:: Listed records ::

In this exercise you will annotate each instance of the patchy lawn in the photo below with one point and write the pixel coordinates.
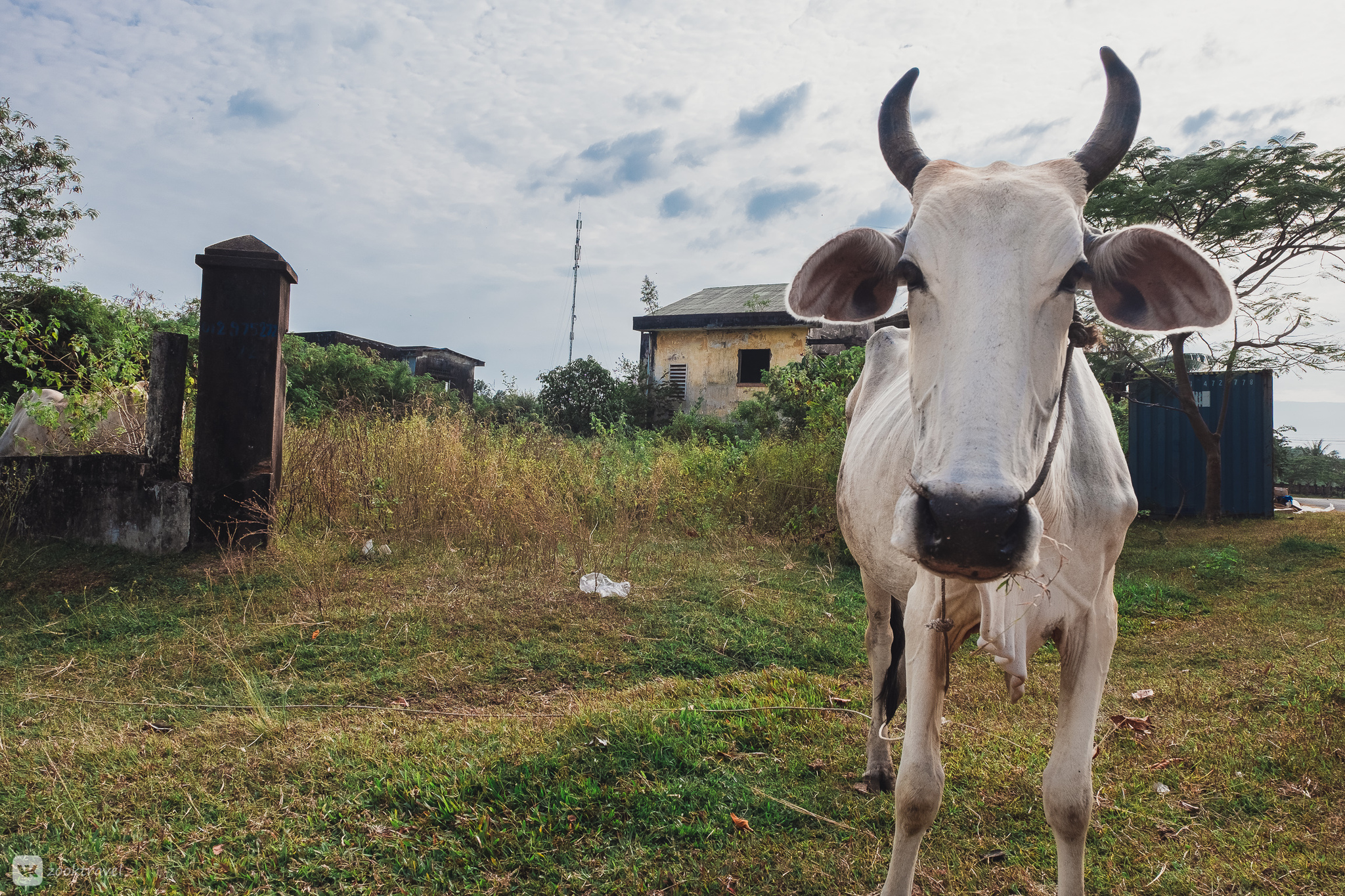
(584, 759)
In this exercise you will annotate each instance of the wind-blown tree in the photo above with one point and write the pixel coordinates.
(34, 177)
(1273, 217)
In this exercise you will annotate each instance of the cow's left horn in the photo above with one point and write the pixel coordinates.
(1115, 129)
(894, 136)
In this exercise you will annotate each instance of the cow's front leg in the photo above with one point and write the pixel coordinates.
(1067, 784)
(883, 641)
(920, 773)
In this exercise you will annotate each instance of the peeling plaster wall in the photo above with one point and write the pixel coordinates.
(712, 360)
(101, 499)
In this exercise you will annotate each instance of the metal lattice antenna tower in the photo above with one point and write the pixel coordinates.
(575, 292)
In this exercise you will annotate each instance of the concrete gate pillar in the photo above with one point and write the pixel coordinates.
(240, 391)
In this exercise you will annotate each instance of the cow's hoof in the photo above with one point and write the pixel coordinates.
(881, 781)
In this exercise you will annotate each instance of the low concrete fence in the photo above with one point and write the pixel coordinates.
(141, 501)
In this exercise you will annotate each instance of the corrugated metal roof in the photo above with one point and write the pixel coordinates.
(731, 300)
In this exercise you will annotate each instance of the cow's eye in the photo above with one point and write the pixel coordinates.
(1071, 281)
(910, 273)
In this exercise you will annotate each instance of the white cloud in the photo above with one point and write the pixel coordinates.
(413, 160)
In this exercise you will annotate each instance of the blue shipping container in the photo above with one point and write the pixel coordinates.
(1166, 463)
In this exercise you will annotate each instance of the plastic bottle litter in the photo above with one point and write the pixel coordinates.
(600, 585)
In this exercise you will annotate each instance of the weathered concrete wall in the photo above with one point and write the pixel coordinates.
(712, 360)
(101, 499)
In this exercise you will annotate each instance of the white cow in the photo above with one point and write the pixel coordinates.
(982, 486)
(121, 430)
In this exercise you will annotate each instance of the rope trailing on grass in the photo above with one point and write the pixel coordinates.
(404, 710)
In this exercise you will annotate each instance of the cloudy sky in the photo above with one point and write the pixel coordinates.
(422, 164)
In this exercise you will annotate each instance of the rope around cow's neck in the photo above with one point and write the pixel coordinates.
(1082, 336)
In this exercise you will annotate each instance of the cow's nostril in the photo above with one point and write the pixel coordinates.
(982, 530)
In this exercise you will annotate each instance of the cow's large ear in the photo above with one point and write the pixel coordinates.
(852, 278)
(1149, 280)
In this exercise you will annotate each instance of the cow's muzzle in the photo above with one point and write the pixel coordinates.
(970, 534)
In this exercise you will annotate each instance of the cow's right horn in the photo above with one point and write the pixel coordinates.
(899, 142)
(1115, 129)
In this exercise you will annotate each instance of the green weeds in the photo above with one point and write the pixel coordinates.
(604, 773)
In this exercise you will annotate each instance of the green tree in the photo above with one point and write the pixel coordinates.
(323, 379)
(649, 296)
(1270, 215)
(577, 394)
(74, 341)
(810, 394)
(34, 177)
(645, 400)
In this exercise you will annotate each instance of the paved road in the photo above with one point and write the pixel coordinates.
(1336, 503)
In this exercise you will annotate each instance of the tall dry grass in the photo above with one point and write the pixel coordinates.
(526, 495)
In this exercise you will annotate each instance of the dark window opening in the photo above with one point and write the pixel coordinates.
(677, 375)
(752, 362)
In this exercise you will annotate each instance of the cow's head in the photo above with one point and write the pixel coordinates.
(992, 258)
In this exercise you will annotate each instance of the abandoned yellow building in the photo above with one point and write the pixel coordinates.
(716, 343)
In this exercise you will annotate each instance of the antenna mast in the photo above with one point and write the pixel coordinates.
(575, 292)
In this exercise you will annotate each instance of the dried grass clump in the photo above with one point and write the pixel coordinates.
(525, 494)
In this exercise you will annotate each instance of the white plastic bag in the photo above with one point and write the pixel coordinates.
(600, 585)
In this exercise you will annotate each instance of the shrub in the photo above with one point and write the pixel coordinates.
(811, 393)
(323, 379)
(577, 394)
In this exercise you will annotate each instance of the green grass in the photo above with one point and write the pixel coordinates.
(606, 781)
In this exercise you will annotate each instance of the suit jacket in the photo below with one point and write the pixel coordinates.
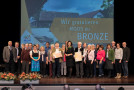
(61, 59)
(110, 54)
(126, 53)
(6, 53)
(48, 54)
(81, 49)
(19, 54)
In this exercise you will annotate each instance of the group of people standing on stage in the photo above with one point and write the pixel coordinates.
(85, 60)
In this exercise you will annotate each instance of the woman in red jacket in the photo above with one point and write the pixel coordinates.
(101, 59)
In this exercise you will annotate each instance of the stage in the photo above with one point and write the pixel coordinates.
(85, 81)
(81, 83)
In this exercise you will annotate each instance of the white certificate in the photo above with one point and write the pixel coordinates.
(78, 56)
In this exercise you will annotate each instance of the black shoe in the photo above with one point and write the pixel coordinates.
(53, 76)
(91, 76)
(100, 76)
(77, 76)
(58, 76)
(70, 76)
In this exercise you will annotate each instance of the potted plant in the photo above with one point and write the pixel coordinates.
(7, 78)
(31, 78)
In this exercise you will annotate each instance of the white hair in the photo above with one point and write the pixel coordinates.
(52, 45)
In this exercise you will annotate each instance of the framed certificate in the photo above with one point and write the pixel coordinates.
(57, 55)
(78, 56)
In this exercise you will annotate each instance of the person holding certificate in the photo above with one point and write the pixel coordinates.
(78, 60)
(57, 55)
(69, 52)
(88, 60)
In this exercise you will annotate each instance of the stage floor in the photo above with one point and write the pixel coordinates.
(82, 81)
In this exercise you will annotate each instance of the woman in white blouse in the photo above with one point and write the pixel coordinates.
(35, 56)
(88, 59)
(118, 59)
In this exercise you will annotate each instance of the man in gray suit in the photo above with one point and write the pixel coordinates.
(10, 57)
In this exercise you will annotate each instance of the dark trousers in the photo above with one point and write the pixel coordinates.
(84, 69)
(125, 67)
(89, 68)
(47, 69)
(117, 66)
(56, 67)
(10, 66)
(43, 68)
(50, 69)
(94, 66)
(19, 66)
(25, 66)
(101, 67)
(79, 68)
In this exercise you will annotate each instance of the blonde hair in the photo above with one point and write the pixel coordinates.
(43, 48)
(92, 46)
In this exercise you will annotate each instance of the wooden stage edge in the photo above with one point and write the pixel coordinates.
(83, 81)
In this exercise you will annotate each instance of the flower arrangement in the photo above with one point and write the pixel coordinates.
(7, 76)
(30, 76)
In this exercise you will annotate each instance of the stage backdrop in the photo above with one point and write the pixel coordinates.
(89, 21)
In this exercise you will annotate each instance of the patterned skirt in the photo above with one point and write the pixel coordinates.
(35, 65)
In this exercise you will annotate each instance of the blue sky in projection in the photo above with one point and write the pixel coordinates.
(75, 6)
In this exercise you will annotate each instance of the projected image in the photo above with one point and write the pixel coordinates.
(53, 21)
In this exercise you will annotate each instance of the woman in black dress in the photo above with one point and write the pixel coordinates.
(69, 52)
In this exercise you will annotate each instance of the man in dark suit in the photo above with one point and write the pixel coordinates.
(125, 59)
(79, 64)
(10, 57)
(18, 64)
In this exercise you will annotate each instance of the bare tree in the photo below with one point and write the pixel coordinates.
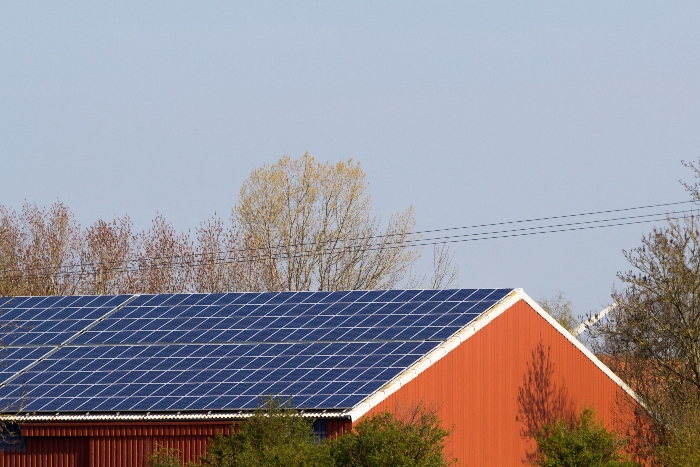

:::

### Try it:
Copy out the data above exactly, except the pictures.

### Task output:
In this exercise you will annotate each instance of the patchy lawn in the photo below with one point and write the pixel coordinates.
(584, 759)
In this exercise you will annotate each instance of the wind-blown tree in the photo above with one point and write the pixel coordinates.
(34, 177)
(1273, 217)
In this exercise you will annotate each instance of the cow's left horn in the photo above with one point and write the pixel coordinates.
(1115, 129)
(894, 136)
In this exercise you will annotate each instance of the cow's front leg in the photo above with one point and write the pixel coordinates.
(1067, 784)
(883, 641)
(920, 773)
In this exercise you will annotate each instance of the peeling plaster wall in the photo above with one point and write the pixel coordinates.
(712, 360)
(101, 499)
In this exercise you will annotate each instance of the metal lattice antenna tower in the photo above with one point and write the pixel coordinates.
(575, 292)
In this exercise you will annotate each instance of the concrete gate pillar in the photo above with one point and write the pixel coordinates.
(240, 391)
In this exercise you will annotate each instance of the cow's hoof in the photo above with one point and write the pixel coordinates.
(881, 781)
In this exercise you will annotate each instance of the low concrete fence in the photo above with one point and write the pixel coordinates.
(141, 501)
In this exercise you will annotate each instance of the corrugated metal roof in the photo above with one point and write the pixel coordinates.
(731, 300)
In this exercise you will annotate each instance of the cow's eye in the photo above with one point and write the pixel coordinates.
(1071, 281)
(910, 273)
In this exercise you will annotate each instance of the white cloud in the photo above with one point and write the pixel coordinates.
(413, 160)
In this exercise you will annotate each instance of the blue shipping container in the photo above with one point and write the pixel coordinates.
(1166, 463)
In this exercise you will annotate each instance of the plastic bottle litter in the photo above with one point and write the pixel coordinates.
(600, 585)
In this exercise you will annotate each instance of the weathered concrete wall in the photo above with one point and write the pixel coordinates.
(712, 360)
(101, 499)
In this exercise you will annotate each instance of the white cow in the photo above with one point and write the pixel coordinates.
(982, 486)
(121, 430)
In this exercise you will annotate each instance of the rope trailing on grass in the photo above with one point and write the pixel coordinates.
(404, 710)
In this exercise you will annotate each instance of the cloudy sky in the photo above with one point and write the pixel coordinates.
(422, 164)
In this exercise you will annotate each instance of the rope around cow's neck in the photo above with one point and write the pixel coordinates.
(1082, 336)
In this exercise you will annotate each instance of the cow's nostril in the photo above with one point and write the pixel coordinates.
(982, 530)
In this exercise you will annotate each instance of the cow's large ear in the photo above with one point and write the pixel coordinates.
(852, 278)
(1149, 280)
In this exercise you will annotate each instance of the cow's muzzle in the photo above with one point and write the pixel coordinates.
(970, 534)
In this exercise you will annotate each instance of the cow's right horn in the photo above with one point and write the pixel coordinates.
(899, 142)
(1115, 129)
In this exercise you will annotate each instance of the green weeds in the photo above with one point and write the pixel coordinates.
(604, 773)
In this exercise you will annotate each instance of the green tree in the photo above with one point and write the pixel coordinates.
(323, 379)
(649, 296)
(1270, 215)
(577, 394)
(74, 341)
(810, 394)
(34, 177)
(645, 400)
In this exercise you will annotate each instance of the paved road in the photo above with one point and write the pixel coordinates.
(1336, 503)
In this exercise you will annotate each instance of the tall dry grass in the photo above with one point and write the pixel coordinates.
(526, 495)
In this exercise you will annotate each instance of the dark window opening in the photo above with one point and write the pixel coordinates.
(677, 375)
(752, 362)
In this exercise you will annotate each instance of the cow's head in the photo above with one point and write the pixel coordinates.
(992, 258)
In this exercise you will annotate each instance of the abandoned yellow building in the photo above with one point and write the pixel coordinates.
(716, 343)
In this exercise you will annotate each instance of the antenna mast in the photo above with one point and write the pixel coordinates.
(575, 292)
In this exercise you will annotate each instance of the dried grass clump in the photo above with one point and write the pixel coordinates.
(525, 494)
In this exercise you will annotate each instance of the white plastic bag in the photo above with one point and write the pixel coordinates.
(600, 585)
In this exercise you will annotate each instance of the shrub in the photo above with one point and write the pixel coordinates.
(811, 393)
(323, 379)
(577, 394)
In this exercise you will annotate each instance of the green grass in the photo above with one point and write the pixel coordinates.
(606, 781)
In this exercise you will annotate each instance of the suit jacket in the photo below with one point and write the pixel coordinates.
(61, 59)
(110, 54)
(126, 53)
(6, 53)
(48, 54)
(81, 49)
(19, 54)
In this exercise you will annotate each instance of the group of people standing on stage in the photo above with one point and write the pixel coordinates.
(85, 60)
In this exercise you will annotate each instance of the woman in red jacket in the photo above with one point and write the pixel coordinates.
(101, 59)
In this exercise you will annotate each instance of the stage in the photo above with one point and write the pixel coordinates.
(85, 81)
(81, 83)
In this exercise you will annotate each instance of the white certificate in the photo above with one point and write the pixel coordinates.
(78, 56)
In this exercise you will annotate each instance of the black shoe in the photo above with one point and write the pixel coordinates.
(53, 76)
(91, 76)
(100, 76)
(77, 76)
(58, 76)
(70, 76)
In this exercise you will annotate each instance of the potted plant in the photo above with one point and write the pixel coordinates.
(7, 78)
(31, 78)
In this exercise you will annotate each instance of the white hair in the photo above with one point and write the pixel coordinates.
(52, 45)
In this exercise you will annotate each instance of the framed certificate in the photo above with one point and write the pixel coordinates.
(57, 55)
(78, 56)
In this exercise you will annotate each instance of the person holding certificate in the photo above with one point and write the pixel coordinates.
(78, 60)
(57, 55)
(69, 52)
(88, 60)
In this exercise you will annotate each instance of the stage floor in the photo above with one point and write the pixel coordinates.
(82, 81)
In this exercise you will annotate each instance of the woman in white blouse in the photo above with one point and write the pixel coordinates.
(35, 56)
(88, 59)
(118, 59)
In this exercise you will annotate each instance of the man in gray suit in the photo above with one point and write the pixel coordinates.
(10, 57)
In this exercise you will annotate each instance of the dark trousers in the photo above with one point and write the pixel coordinates.
(84, 69)
(125, 67)
(89, 68)
(47, 69)
(117, 66)
(56, 67)
(10, 66)
(43, 68)
(50, 69)
(94, 66)
(19, 66)
(25, 66)
(101, 67)
(79, 68)
In this exercise you will annotate each instance of the blonde hair in the photo above with one point and write the pixel coordinates.
(43, 48)
(92, 46)
In this exercise you will annotate each instance of the wooden stage edge in the photo above with one point and write the pixel coordinates.
(83, 81)
In this exercise you will annotate each instance of the flower arrangement in the photo above with one point and write the pixel coordinates.
(7, 76)
(30, 76)
In this exercise you will annotate each instance of the stage backdrop in the photo above with one point and write the pixel coordinates.
(89, 21)
In this exercise you will annotate each instance of the patterned skirt in the photo above with one point and write the pixel coordinates.
(35, 65)
In this exercise you will annotate each instance of the blue sky in projection in the photo above with one point and write the pixel coordinates.
(75, 6)
In this exercise you will annotate each instance of the projected image in the photo above with one point and write the pixel coordinates.
(53, 21)
In this exercise you will annotate each instance of the woman in black dress in the photo above with one point and write the pixel coordinates.
(69, 52)
In this exercise you will annotate each instance of the man in dark suit in the photo above with one point and write the pixel coordinates.
(125, 59)
(79, 64)
(10, 57)
(18, 64)
In this exercise you will annotate each instance of the bare tree in the photo below with one point and write the pixel coordinates.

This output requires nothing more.